Passage provided:
Purchasing a property is many peoples main lifetime goal, and often takes a lot of hard work, time and dedication to achieve. Not to mention the ever increasing costs of property in the UK. It is no surprise then that fraudsters will try to target those who are so close to completing the purchase of a property and strike at the absolute worst moment, leaving the would-be homeowners in a desperate situation, financially and emotionally.


This blog will focus on how this kind of property fraud often occurs and some new guidance which can help people avoid falling victim to it.


What is Property Title Fraud?


Property title fraud is quite rare in the grand scheme of things, but when it does occur it can do substantial damage and can lead to people losing their homes.


The main bulk of the scam involves a fraudster changing the registered details of a building so that they can pose as the buildings rightful owner. Once this has been done, the fraudster can apply for a mortgage or sell the property to a buyer and then vanish with the proceeds.


Essentially, they temporarily steal their victim’s identity, or that of someone else involved in a property purchase such as a conveyancer, in order to gain personal reward.


The year of 2020/21 garnered 22 claims of property title fraud. This may not sound like too much, but these claims led to a massive £3.5m worth of compensation of pay outs.


People who own houses that are left empty for long periods are particularly vulnerable to property title fraud, as well as properties which have a high value, are not mortgaged, or whose owners have recently passed away.


What does the new guidance suggest?


There are ways to fortify yourself and your property from the fraudsters who mean to take advantage of you. Some of which may be simpler than you think, and will definitely be worth doing. The below advice is from the Fraud Advisory Panel, HM Land Registry and the Law Society of England and Wales.

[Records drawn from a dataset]
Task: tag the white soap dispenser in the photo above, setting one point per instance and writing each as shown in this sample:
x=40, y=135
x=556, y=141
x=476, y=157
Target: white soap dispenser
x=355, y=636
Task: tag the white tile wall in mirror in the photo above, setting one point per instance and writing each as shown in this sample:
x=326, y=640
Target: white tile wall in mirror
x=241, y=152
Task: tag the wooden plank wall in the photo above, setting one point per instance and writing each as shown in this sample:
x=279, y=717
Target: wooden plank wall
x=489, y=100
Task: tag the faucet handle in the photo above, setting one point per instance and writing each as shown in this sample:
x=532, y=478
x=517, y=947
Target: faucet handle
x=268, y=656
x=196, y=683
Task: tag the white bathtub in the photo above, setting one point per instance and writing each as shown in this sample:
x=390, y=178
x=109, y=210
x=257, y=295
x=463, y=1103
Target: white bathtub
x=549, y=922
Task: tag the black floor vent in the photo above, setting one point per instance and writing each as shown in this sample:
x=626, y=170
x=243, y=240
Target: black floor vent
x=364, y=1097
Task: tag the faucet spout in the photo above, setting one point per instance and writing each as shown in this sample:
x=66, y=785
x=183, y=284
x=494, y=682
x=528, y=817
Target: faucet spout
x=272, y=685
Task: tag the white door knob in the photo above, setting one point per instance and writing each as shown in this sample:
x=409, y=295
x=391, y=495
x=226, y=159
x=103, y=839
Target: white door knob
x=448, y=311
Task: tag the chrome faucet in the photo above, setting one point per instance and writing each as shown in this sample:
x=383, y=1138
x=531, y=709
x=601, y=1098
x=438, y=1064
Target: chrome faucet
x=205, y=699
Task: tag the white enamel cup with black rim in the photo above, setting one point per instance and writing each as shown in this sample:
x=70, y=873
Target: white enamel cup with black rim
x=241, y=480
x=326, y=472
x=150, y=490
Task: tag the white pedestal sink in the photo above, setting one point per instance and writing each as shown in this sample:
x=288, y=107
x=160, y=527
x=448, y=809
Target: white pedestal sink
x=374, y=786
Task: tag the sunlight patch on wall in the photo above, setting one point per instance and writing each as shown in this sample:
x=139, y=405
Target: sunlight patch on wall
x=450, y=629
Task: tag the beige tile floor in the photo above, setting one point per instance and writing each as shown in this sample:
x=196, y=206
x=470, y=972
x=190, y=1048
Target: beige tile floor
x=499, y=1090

Things to do:
1. According to the blog on property title fraud, which kinds of properties are particularly vulnerable to that fraud? List every kind it names.
2. Extend the blog on property title fraud, starting after its final sentence.

Written answers:
1.
- Houses that are left empty for long periods
- Properties that have a high value
- Properties that are not mortgaged
- Properties whose owners have recently passed away

2.
Firstly, it is important to remember that all homeowners are at risk of such fraud, but some are more at risk than others. For example, higher risk cases include:


Property owners who are:


  • Absent (eg, extended holiday, living abroad, in a care home or hospital)
  • Landlords
  • Deceased
  • Long-standing
  • Sole


Properties which are:


  • Not registered with HM Land Registry
  • Not mortgaged
  • Rented out
  • High value
  • Empty



Tips to make yourself safer!


Register you property with the HM Land Registry:


This is a very simple but effective step that can make life a lot easier for homeowners. Being registered with the HM Land Registry creates an official record that can be checked by anyone who needs to confirm your ownership and gives extra legal protections. If you do suffer a loss from this kind of fraud you might be entitled to compensation from HM Land Registry (depending on the circumstances).


If you are not registered it is much easier for a fraudster to forge some paper deeds and use them to register your property in their name, leaving you exposed to serious trouble.


Keep your registered details up to date:


Let the HM Land Registry know of any name changes of address changes that occur. They may need to send you official letters or notices which can act as an early sign of fraud. It is straightforward and quick to update your details, so make any changes as soon as possible.


Monitor your register entries:


All this requires is a simply signing up to HM Land Registry’s free property alert service. If someone tries to change the register for your property, potentially indicating fraudulent activity, you will be notified immediately. This is an extremely handy service and will give you some peace of mind.


This service can be used to monitor up to 10 properties, allowing you to take swift and effective action on any unwanted activity.


Restrict your property title:


If you or your property are at particular risk of fraudulent transfers, for example you fall into one of the categories above, it is worth considering applying for a ‘restriction’ to be placed on your title. It can come with a small fee but it is worth it.


What this means is that in the event of an attempted sale, a title restriction requires the conveyancer to formally certify that it really is the legitimate owner who is making the sale. It is another strong barrier against fraudsters, and can massively disrupt their plans.


Our thoughts


The guidance on offer here is sound, and many of the tips are very easy to put into practice. The phrase ‘better safe than sorry’ springs to mind, and what may take up half an hour of your day to get organised may just save you months of stress if you are targeted by fraudsters.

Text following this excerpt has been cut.